- **AIM 1**
In the lemma on eigenvectors of similar matrices, which vector is said to be an eigenvector of B for the same eigenvalue?

- **TEXT EXTRACT**

+ + + + + + +

Lemma 4.61 (Eigenvectors of similar matrices)

Let \(\bA\) and \(\bB\) be similar with

\[ \bB = \bC^{-1} \bA \bC \]

for some invertible matrix \(\bC\). If \(\bu\) is an eigenvector of \(\bA\) for an eigenvalue \(\lambda\), then \(C^{-1} \bu\) is an eigen vector of \(\bB\) for the same eigen value.

Proof. We are given that \(\bu\) is an eigen vector of \(\bA\) for an eigen value \(\lambda\).

  1. Thus we have

    \[ \bA \bu = \lambda \bu. \]
  2. Thus

    \[ \bB \bC^{-1} \bu = \bC^{-1} \bA \bC \bC^{-1} \bu = \bC^{-1} \bA \bu = \bC^{-1} \lambda \bu = \lambda \bC^{-1} \bu. \]
  3. Now \(\bu \neq \bzero\) and \(\bC^{-1}\) is non singular.

  4. Thus \(\bC^{-1} \bu \neq \bzero\).

  5. Thus \(\bC^{-1} \bu\) is an eigen vector of \(\bB\).

4.9.10. Linear Independence of Eigenvectors#

Theorem 4.120 (Linear independence of eigenvectors with distinct eigenvalues)

+ + + + + + +

- **AIM 2**
Format every line of the entries below as a Markdown table, leaving out blank lines. Use a Row column for the row number and a Line column for the line itself.

+ + + + + + +

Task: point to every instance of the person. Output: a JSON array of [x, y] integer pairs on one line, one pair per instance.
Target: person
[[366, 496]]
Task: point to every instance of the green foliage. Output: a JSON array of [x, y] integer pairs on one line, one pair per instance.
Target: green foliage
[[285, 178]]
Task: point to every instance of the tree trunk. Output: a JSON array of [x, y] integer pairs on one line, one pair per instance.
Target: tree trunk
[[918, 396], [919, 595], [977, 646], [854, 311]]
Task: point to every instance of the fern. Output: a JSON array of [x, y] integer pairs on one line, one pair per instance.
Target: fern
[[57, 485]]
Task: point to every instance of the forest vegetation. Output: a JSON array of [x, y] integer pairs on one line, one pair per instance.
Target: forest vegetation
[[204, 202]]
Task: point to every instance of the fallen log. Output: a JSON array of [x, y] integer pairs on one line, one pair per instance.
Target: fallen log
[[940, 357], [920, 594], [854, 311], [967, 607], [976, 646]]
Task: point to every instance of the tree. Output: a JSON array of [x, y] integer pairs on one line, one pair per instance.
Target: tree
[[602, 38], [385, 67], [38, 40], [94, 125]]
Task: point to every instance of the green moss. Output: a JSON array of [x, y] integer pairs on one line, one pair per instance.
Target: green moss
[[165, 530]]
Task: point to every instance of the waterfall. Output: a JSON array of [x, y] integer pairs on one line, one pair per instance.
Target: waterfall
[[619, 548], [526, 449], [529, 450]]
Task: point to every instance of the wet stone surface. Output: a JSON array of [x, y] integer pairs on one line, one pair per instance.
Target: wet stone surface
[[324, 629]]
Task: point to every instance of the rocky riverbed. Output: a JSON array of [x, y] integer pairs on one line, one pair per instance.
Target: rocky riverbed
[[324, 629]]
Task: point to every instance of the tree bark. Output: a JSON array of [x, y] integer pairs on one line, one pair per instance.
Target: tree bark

+ + + + + + +

- **COMPLETE ANSWER 1**
The vector C⁻¹u.

- **COMPLETE ANSWER 2**
| Row | Line |
|---|---|
| 1 | Task: point to every instance of the person. Output: a JSON array of [x, y] integer pairs on one line, one pair per instance. |
| 2 | Target: person |
| 3 | [[366, 496]] |
| 4 | Task: point to every instance of the green foliage. Output: a JSON array of [x, y] integer pairs on one line, one pair per instance. |
| 5 | Target: green foliage |
| 6 | [[285, 178]] |
| 7 | Task: point to every instance of the tree trunk. Output: a JSON array of [x, y] integer pairs on one line, one pair per instance. |
| 8 | Target: tree trunk |
| 9 | [[918, 396], [919, 595], [977, 646], [854, 311]] |
| 10 | Task: point to every instance of the fern. Output: a JSON array of [x, y] integer pairs on one line, one pair per instance. |
| 11 | Target: fern |
| 12 | [[57, 485]] |
| 13 | Task: point to every instance of the forest vegetation. Output: a JSON array of [x, y] integer pairs on one line, one pair per instance. |
| 14 | Target: forest vegetation |
| 15 | [[204, 202]] |
| 16 | Task: point to every instance of the fallen log. Output: a JSON array of [x, y] integer pairs on one line, one pair per instance. |
| 17 | Target: fallen log |
| 18 | [[940, 357], [920, 594], [854, 311], [967, 607], [976, 646]] |
| 19 | Task: point to every instance of the tree. Output: a JSON array of [x, y] integer pairs on one line, one pair per instance. |
| 20 | Target: tree |
| 21 | [[602, 38], [385, 67], [38, 40], [94, 125]] |
| 22 | Task: point to every instance of the green moss. Output: a JSON array of [x, y] integer pairs on one line, one pair per instance. |
| 23 | Target: green moss |
| 24 | [[165, 530]] |
| 25 | Task: point to every instance of the waterfall. Output: a JSON array of [x, y] integer pairs on one line, one pair per instance. |
| 26 | Target: waterfall |
| 27 | [[619, 548], [526, 449], [529, 450]] |
| 28 | Task: point to every instance of the wet stone surface. Output: a JSON array of [x, y] integer pairs on one line, one pair per instance. |
| 29 | Target: wet stone surface |
| 30 | [[324, 629]] |
| 31 | Task: point to every instance of the rocky riverbed. Output: a JSON array of [x, y] integer pairs on one line, one pair per instance. |
| 32 | Target: rocky riverbed |
| 33 | [[324, 629]] |
| 34 | Task: point to every instance of the tree bark. Output: a JSON array of [x, y] integer pairs on one line, one pair per instance. |
| 35 | Target: tree bark |